> _Exercise tasks_:
(1) Answer these questions using the passage about the first school day in Beijing:
(a) About how much do the migrant workers earn per day?
(b) How did the family choose the school?
(c) Which country is Aidan's teacher, Carmel, from?
(2) Carry the passage about the first school day in Beijing further, picking up right after its final sentence.

> _Given text_:
—————

A green bulldozer barrels through the cars and drops a load of brown dirt to the left of our van. The driver wears a black polyester sports jacket and a yellow hard hat. Ten men attack the dirt with shovels. They’re the migrant workers you might have heard about. The ones who’ve left their farms in the countryside—millions of them—to ready Beijing for the Olympics. They’re the ones transforming China. They work for about two dollars a day. The migrant workers don’t march. Most of them smoke while they shovel. Some of them are barefoot. Others are shirtless, and theirs is a story of epic migration—of sleeping along this road under green tarps that line the sidewalk, or in flimsy tin barracks behind the work site.

I lean against the metal school gate and look into the courtyard, and that’s when the school’s security guards leave their posts and begin marching in formation. Their faux-military uniforms—brass belt buckles, long blue jackets, and blue pants—make them look like mid-level army. They march to the open space across from the fleet of parked school buses, where they salute their head guard, which makes me nervous. This is not a military academy, is it? How big a city Beijing must be to hold these contradictions.

The school is called Beijing City International School. We chose it from a Web site. Then Tony took a tour of it when he came over two months ago. The way I see it, this school is a crapshoot. How can you pick teachers from photos on the Internet? The one thing I already like about the place, though, is that few American kids attend. There are Korean children and Taiwanese and Hong Kong Chinese, plus Indians, Australians, Europeans, and Brazilians, but Aidan and Thorne are some of the only Americans in their classroom.

The school advertised a secular curriculum: Chinese language classes every day and a focus on being “internationally minded.” There’s supposed to be art and music and swimming. No marching. Small people emerge from the building—little children who don’t look like they could be old enough to hold their heads up all day. The children’s blue backpacks are bigger than their torsos. Here comes Aidan’s preschool
class. And there’s Aidan. He’s a thin bean with sandy brown hair and huge almond-shaped eyes. He’s usually a dreamer who never stops wondering about the state of the universe. Sometimes he lives entirely in his head. But right now he looks tired and cross, and as soon as he sees me, he starts crying. He thrusts his backpack in my hands. “Do you have a snack for me? Do you have water? I’m thirsty. I’m hot.” His teacher, Carmel, is from Australia, and she reminds me of a high-school friend’s fun great-aunt. She smiles and tells me warmly that Aidan’s had a great first day. She calls him
daaaaarling
. But he won’t look at her. She says he’s just wound up about getting the answer right in Chinese.

—————

> _Information shown_:
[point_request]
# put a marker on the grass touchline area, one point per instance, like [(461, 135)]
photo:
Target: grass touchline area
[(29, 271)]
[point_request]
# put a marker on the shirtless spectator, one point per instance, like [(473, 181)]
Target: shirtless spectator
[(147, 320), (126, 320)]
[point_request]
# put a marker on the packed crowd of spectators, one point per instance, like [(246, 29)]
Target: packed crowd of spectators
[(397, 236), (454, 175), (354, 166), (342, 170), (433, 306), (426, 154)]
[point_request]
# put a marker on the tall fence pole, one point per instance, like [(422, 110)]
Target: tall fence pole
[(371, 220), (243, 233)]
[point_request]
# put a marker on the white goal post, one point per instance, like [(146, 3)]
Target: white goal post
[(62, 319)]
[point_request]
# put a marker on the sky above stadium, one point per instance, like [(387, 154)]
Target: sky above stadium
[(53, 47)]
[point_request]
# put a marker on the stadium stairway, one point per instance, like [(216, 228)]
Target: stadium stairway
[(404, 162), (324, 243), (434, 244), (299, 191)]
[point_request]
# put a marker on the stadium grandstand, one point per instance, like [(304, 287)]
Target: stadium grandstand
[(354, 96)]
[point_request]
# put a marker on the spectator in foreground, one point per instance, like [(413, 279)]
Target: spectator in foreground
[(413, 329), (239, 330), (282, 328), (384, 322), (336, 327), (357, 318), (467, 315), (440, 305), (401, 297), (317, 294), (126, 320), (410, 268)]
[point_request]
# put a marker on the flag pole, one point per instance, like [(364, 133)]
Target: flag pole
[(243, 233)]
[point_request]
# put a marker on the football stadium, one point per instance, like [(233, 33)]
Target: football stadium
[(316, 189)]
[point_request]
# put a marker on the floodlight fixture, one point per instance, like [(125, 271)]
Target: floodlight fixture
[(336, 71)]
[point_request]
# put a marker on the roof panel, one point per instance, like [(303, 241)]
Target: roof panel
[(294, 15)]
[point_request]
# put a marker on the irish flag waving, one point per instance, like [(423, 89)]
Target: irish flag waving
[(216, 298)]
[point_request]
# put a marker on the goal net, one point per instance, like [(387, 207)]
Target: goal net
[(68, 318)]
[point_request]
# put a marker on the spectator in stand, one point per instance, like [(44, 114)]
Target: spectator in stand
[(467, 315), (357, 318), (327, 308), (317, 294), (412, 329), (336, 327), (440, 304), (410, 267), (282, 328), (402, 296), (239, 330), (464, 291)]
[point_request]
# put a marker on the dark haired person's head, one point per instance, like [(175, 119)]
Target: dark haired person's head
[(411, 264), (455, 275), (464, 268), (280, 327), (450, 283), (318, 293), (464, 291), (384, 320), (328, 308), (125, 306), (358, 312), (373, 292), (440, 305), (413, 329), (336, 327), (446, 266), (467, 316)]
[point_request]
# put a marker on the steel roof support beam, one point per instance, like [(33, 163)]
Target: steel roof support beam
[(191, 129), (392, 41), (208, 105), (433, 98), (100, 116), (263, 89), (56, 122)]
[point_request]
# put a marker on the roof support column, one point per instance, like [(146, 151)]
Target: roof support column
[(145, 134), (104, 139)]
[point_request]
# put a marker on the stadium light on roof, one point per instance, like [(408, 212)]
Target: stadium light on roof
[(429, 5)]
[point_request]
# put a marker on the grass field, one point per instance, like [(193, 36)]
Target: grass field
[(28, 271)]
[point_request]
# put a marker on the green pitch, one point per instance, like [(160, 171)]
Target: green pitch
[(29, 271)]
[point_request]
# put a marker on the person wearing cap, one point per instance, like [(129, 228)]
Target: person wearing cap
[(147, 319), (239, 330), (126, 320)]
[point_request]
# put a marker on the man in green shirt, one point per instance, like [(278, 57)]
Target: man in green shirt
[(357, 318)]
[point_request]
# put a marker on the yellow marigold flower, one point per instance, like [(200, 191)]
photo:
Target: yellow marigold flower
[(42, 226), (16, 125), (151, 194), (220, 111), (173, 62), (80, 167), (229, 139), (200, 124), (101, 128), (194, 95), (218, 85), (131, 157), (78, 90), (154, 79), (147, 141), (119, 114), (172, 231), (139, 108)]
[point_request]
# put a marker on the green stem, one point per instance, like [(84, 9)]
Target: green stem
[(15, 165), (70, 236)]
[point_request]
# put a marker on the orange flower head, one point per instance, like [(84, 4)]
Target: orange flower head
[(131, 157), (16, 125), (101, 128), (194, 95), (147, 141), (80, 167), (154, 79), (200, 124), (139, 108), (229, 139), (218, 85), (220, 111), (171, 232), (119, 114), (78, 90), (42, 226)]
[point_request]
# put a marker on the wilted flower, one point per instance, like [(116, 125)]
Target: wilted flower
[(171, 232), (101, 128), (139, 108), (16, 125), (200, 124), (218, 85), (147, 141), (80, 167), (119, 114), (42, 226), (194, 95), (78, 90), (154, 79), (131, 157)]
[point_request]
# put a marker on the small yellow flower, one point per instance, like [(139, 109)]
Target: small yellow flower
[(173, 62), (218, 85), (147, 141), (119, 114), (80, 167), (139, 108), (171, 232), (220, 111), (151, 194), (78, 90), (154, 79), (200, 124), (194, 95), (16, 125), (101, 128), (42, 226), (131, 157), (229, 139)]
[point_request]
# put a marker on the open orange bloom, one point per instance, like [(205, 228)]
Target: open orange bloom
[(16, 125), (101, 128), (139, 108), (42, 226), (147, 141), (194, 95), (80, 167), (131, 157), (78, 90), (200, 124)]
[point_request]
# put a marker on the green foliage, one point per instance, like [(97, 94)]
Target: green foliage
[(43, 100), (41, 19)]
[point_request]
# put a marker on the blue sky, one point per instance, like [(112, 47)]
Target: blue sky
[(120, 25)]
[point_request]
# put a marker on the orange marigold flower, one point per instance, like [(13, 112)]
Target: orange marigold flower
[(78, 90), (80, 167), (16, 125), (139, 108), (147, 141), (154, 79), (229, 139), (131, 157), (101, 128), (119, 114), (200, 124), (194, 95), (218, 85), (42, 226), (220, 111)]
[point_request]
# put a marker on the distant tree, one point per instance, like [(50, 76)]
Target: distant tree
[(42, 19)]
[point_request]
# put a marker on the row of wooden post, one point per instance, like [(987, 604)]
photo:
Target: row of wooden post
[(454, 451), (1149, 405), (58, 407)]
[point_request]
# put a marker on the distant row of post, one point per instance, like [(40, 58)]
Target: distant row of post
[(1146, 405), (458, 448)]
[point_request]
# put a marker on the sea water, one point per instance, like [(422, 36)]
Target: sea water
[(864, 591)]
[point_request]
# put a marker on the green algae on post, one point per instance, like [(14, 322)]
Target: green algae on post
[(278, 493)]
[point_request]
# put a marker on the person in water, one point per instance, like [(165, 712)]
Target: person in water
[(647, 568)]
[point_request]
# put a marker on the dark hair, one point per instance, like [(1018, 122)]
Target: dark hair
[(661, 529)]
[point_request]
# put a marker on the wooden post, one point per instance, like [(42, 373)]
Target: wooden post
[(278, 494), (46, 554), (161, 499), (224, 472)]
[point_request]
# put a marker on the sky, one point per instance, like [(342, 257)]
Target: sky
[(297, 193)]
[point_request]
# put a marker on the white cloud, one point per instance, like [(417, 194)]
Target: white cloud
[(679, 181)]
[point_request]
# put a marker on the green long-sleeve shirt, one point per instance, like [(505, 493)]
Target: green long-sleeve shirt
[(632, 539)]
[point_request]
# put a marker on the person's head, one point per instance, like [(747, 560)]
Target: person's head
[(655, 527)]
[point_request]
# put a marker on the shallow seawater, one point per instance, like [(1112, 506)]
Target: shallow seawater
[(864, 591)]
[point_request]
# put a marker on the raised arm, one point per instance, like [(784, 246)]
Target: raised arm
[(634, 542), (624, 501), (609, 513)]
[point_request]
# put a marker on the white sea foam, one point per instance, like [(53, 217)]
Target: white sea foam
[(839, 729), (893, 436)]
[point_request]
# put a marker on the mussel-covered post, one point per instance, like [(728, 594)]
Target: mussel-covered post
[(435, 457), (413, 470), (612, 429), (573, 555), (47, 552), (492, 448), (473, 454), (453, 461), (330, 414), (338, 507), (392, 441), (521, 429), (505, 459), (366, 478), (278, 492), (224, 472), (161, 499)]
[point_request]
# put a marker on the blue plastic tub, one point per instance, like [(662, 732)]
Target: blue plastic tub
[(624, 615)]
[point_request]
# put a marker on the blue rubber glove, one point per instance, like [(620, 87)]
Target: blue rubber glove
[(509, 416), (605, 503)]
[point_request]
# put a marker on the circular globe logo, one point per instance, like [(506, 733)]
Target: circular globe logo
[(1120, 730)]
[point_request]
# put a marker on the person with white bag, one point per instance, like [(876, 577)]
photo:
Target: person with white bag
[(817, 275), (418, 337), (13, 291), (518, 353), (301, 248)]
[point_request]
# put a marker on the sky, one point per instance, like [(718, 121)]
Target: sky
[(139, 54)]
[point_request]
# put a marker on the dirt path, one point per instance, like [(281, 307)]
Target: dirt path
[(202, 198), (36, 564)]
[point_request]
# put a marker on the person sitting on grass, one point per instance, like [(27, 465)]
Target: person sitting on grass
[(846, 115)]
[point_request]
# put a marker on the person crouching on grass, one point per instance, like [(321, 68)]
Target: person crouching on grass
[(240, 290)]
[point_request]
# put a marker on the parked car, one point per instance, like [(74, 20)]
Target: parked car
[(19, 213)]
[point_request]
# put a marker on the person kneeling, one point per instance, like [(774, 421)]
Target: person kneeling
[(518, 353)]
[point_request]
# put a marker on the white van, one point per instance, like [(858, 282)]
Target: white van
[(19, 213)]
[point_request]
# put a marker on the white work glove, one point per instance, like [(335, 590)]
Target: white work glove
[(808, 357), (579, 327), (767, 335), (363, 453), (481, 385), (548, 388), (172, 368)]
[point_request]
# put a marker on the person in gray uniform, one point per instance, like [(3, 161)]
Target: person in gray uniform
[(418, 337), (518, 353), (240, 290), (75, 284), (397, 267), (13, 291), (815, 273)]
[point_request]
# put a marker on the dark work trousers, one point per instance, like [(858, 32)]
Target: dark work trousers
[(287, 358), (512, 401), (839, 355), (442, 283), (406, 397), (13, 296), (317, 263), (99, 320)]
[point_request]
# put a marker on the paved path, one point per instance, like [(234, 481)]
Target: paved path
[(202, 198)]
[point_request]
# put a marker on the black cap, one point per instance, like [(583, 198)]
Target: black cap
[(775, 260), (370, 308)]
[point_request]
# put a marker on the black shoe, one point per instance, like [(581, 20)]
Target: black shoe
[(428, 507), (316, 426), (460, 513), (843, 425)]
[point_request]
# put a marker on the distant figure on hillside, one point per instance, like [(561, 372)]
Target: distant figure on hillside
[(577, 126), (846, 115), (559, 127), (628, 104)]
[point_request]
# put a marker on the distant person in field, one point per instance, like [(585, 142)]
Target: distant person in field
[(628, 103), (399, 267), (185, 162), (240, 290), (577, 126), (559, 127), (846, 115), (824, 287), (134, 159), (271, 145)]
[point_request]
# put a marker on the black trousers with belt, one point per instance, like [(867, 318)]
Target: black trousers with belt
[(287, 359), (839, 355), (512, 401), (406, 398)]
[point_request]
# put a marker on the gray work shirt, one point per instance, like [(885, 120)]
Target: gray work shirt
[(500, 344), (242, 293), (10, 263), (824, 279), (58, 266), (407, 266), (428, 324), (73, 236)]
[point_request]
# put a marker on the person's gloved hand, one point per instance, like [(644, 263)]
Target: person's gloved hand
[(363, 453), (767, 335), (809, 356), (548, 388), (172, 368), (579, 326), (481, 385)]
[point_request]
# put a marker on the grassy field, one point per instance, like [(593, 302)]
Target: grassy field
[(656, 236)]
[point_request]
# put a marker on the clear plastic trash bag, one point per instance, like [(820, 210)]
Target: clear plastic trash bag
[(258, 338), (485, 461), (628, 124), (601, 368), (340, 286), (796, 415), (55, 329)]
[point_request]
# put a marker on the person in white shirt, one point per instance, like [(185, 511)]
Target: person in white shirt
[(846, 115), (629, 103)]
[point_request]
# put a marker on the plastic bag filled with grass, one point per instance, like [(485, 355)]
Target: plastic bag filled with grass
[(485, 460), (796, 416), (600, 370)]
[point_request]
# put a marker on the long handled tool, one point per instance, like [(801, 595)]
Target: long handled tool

—————

> _Task-by-task results_:
(1)
(a) About two dollars a day.
(b) They chose it from a Web site.
(c) Australia.

(2)
Then Thorne rounds the corner. He’s the blond in our family: dark eyes and tan skin and then this shock of bright hair. Thorne likes to be out in front whenever I give up the pole position. He prefers to know the game plan and the score and the names of the opposing players. Thorne and I have telepathy. We’re that much alike. Aidan has come to us from another planet, but Thorne is blood of my blood and milk of my milk. Thorne is our camp director. He doesn’t have time to dream because he’s busy planning the afternoon’s aquatic schedule. He doesn’t have time to think. I have come to view this as a good thing. And maybe a cunning strategy.

Now he sees me and also shoves his things into my chest: water bottle, backpack, sweatshirt. I can’t hold all this stuff, and the water bottle falls. Thorne says, “You should have come earlier. You shouldn’t have come to school so late.”
But who’s late?
I want to ask. If anything, I’m early. “You should have come earlier,” he repeats, and then tears start down the sides of his round face and I realize we’re in deeper than I thought here. All three of us are overtired. By the time we get to the van, both children have unhinged: Thorne hates his Chinese class and announces he’s never going back. “Never,” he sobs. “You have no right to make me.”

Lao Wu smiles at me uneasily and closes the windows and turns on the AC. He seems as unnerved by the crying as I am and keeps laughing and making tsk-tsk sounds with his tongue as if to quiet Thorne. I smile at Lao Wu, but my hands are shaking a little. I need to talk these boys down. I wonder for a second which tack to take—and exactly how much English Lao Wu can understand. Because it’s an odd thing to have your children unravel while a friendly Chinese man you’ve just met
drives you through the Beijing stoplights. What will Lao Wu think of us—these American children and their mother crying their way home from school?

Except I am not crying. Not yet. Crying doesn’t feel like an option. There’s too much to get right. Aidan drinks from the water bottle I hand him and begins to give me a list of the reasons the new school is terrible. “Really bad,” Aidan cries for emphasis. “Small bikes, yucky food. And boring. Boring, boring, boring. Nothing to do.”

“Really?” I try not to panic. I look out the window at the passing skyscrapers. Things were good in Maine. And now we’ve gone and messed with it. I would lie down in this Chinese road for both of my boys, but I can’t live in this country with two complainers. I need them to show a little spunk.

“You know why I like my old school better?” Aidan asks.

“No, why?” I say and slightly clench my jaw.

“I like my old school better because it has swings,” Aidan explains. “And I wish I were Chinese. Or Korean, because then I would be able to talk to the kids.”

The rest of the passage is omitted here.